Pilar Corrias is pleased to present our online viewing room of drawings, video and photographic works by Keren Cytter. The works shown here were made in different states of minds and at different times.
Cytter, who has a forthcoming solo exhibition at Winterthur Kunstmuseum, Winterthur, opening September 2020, creates films, performances, drawings and photographs on topics of social alienation, language representation, and the function of individuals in predetermined cultural systems through experimental modes of storytelling and human perception. Mostly characterised by a non-linear, cyclical logic, Cytter’s films consist of multiple layers of images; conversation; monologue, and narration systematically composed to undermine linguistic conventions and traditional interpretation schemata.
Born 1977 in Tel Aviv, Israel, Cytter studied visual art at Avni Institute for Art, Tel Aviv, and later moved to Amsterdam on a scholarship from De Ateliers. Today, she lives and works in New York.
Do I know what a person is? Do I know who knows? I don’t know what a person is I only know its price.
(Bertolt Brecht: The song of the goods)
Fashions, 2020 portrays the fictional interactions of a mother, daughter and grandmother who live together in a flat. The work examines contempt for older people as one of the fundamental precepts of fascist dogma. Moreover, it invites viewers to reflect on the transgenerational emotional devastation wreaked by fascism and the ideology it propagated even after the war in publications such as the popular child-rearing guide Die deutsche Mutter und ihr erstes Kind (The German Mother and Her First Child, 1934), of which millions of copies were printed. Its author, the Munich-based doctor and Nazi supporter Johanna Haarer, made only minor alterations to the postwar editions that continued to be issued until the late 1980s. Among other things, the book advised mothers to ignore the emotional needs of their babies and to keep touch to a minimum. Attachment theory assumes that this behaviour can lead to lasting emotional disturbances handed down to subsequent generations. The manifest contempt for old people in Fashions shows an intergenerational incapacity for emotional empathy that appears uncomfortably prescient in the light of current discourse around the treatment of the elderly during the coronavirus crisis.

○ ○ ○ ○ ○ ○ ○

Please reproduce the Keren Cytter viewing room text word for word, from start to finish.

○ ○ ○ ○ ○ ○ ○

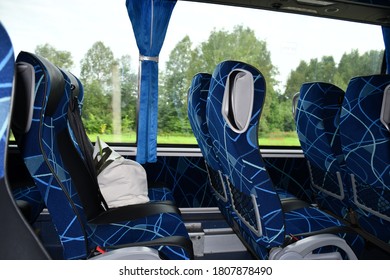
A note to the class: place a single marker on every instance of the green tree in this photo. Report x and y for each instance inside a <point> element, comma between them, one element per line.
<point>173,89</point>
<point>353,64</point>
<point>240,44</point>
<point>128,94</point>
<point>322,71</point>
<point>62,59</point>
<point>96,75</point>
<point>97,65</point>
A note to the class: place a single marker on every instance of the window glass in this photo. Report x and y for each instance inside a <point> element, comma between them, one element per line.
<point>94,40</point>
<point>288,49</point>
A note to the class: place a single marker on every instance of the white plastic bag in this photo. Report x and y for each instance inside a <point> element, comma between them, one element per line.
<point>121,181</point>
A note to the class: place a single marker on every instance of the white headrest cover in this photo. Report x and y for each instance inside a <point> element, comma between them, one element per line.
<point>237,103</point>
<point>385,112</point>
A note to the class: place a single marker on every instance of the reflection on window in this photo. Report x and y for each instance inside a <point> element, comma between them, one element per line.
<point>306,49</point>
<point>98,46</point>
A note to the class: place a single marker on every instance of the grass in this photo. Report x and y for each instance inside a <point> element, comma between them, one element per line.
<point>271,139</point>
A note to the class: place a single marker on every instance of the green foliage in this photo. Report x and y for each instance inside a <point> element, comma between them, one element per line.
<point>185,60</point>
<point>351,64</point>
<point>97,65</point>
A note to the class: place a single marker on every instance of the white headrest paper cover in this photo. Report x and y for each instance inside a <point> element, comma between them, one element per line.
<point>385,111</point>
<point>237,103</point>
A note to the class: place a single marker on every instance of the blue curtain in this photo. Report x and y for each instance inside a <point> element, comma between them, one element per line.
<point>386,38</point>
<point>149,19</point>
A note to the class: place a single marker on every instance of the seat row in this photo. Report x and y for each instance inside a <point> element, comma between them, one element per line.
<point>224,111</point>
<point>346,140</point>
<point>46,123</point>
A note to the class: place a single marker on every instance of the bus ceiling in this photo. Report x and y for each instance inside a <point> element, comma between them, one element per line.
<point>365,11</point>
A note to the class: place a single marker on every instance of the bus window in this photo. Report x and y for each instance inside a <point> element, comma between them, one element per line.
<point>288,49</point>
<point>99,47</point>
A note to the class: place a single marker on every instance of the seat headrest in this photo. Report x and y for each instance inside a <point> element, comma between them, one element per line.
<point>385,110</point>
<point>51,75</point>
<point>237,103</point>
<point>24,85</point>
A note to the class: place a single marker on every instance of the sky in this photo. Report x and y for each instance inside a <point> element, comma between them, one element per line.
<point>74,25</point>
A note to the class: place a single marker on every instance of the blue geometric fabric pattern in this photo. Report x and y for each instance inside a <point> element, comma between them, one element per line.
<point>78,236</point>
<point>317,120</point>
<point>29,194</point>
<point>241,161</point>
<point>33,197</point>
<point>366,145</point>
<point>197,99</point>
<point>154,193</point>
<point>259,214</point>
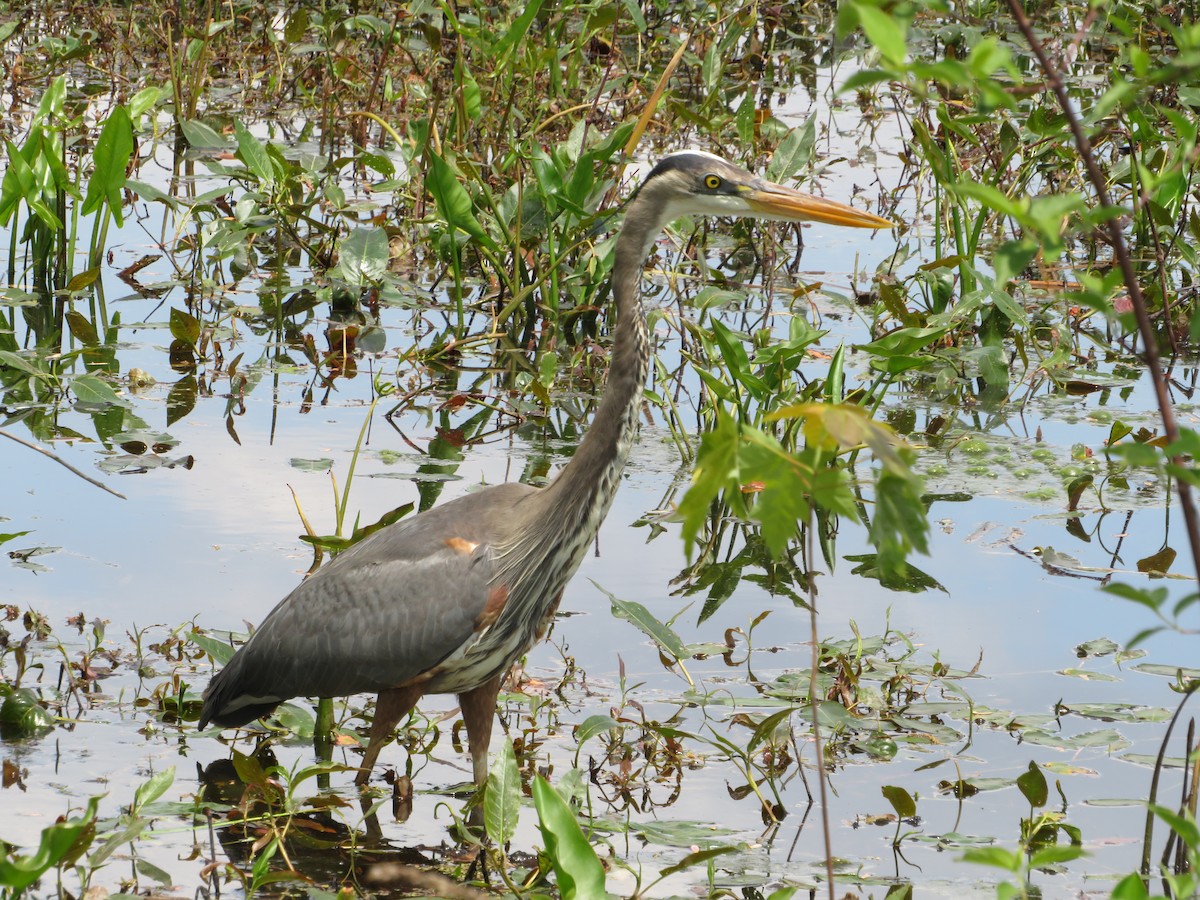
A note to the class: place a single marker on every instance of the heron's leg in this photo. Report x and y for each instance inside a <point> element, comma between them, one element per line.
<point>478,713</point>
<point>390,708</point>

○ ○ ○ ○ ○ ○ ○

» **ANSWER FOR THIS EXERCISE**:
Pilar Corrias is pleased to present our online viewing room of drawings, video and photographic works by Keren Cytter. The works shown here were made in different states of minds and at different times.
Cytter, who has a forthcoming solo exhibition at Winterthur Kunstmuseum, Winterthur, opening September 2020, creates films, performances, drawings and photographs on topics of social alienation, language representation, and the function of individuals in predetermined cultural systems through experimental modes of storytelling and human perception. Mostly characterised by a non-linear, cyclical logic, Cytter’s films consist of multiple layers of images; conversation; monologue, and narration systematically composed to undermine linguistic conventions and traditional interpretation schemata.
Born 1977 in Tel Aviv, Israel, Cytter studied visual art at Avni Institute for Art, Tel Aviv, and later moved to Amsterdam on a scholarship from De Ateliers. Today, she lives and works in New York.
Do I know what a person is? Do I know who knows? I don’t know what a person is I only know its price.
(Bertolt Brecht: The song of the goods)
Fashions, 2020 portrays the fictional interactions of a mother, daughter and grandmother who live together in a flat. The work examines contempt for older people as one of the fundamental precepts of fascist dogma. Moreover, it invites viewers to reflect on the transgenerational emotional devastation wreaked by fascism and the ideology it propagated even after the war in publications such as the popular child-rearing guide Die deutsche Mutter und ihr erstes Kind (The German Mother and Her First Child, 1934), of which millions of copies were printed. Its author, the Munich-based doctor and Nazi supporter Johanna Haarer, made only minor alterations to the postwar editions that continued to be issued until the late 1980s. Among other things, the book advised mothers to ignore the emotional needs of their babies and to keep touch to a minimum. Attachment theory assumes that this behaviour can lead to lasting emotional disturbances handed down to subsequent generations. The manifest contempt for old people in Fashions shows an intergenerational incapacity for emotional empathy that appears uncomfortably prescient in the light of current discourse around the treatment of the elderly during the coronavirus crisis.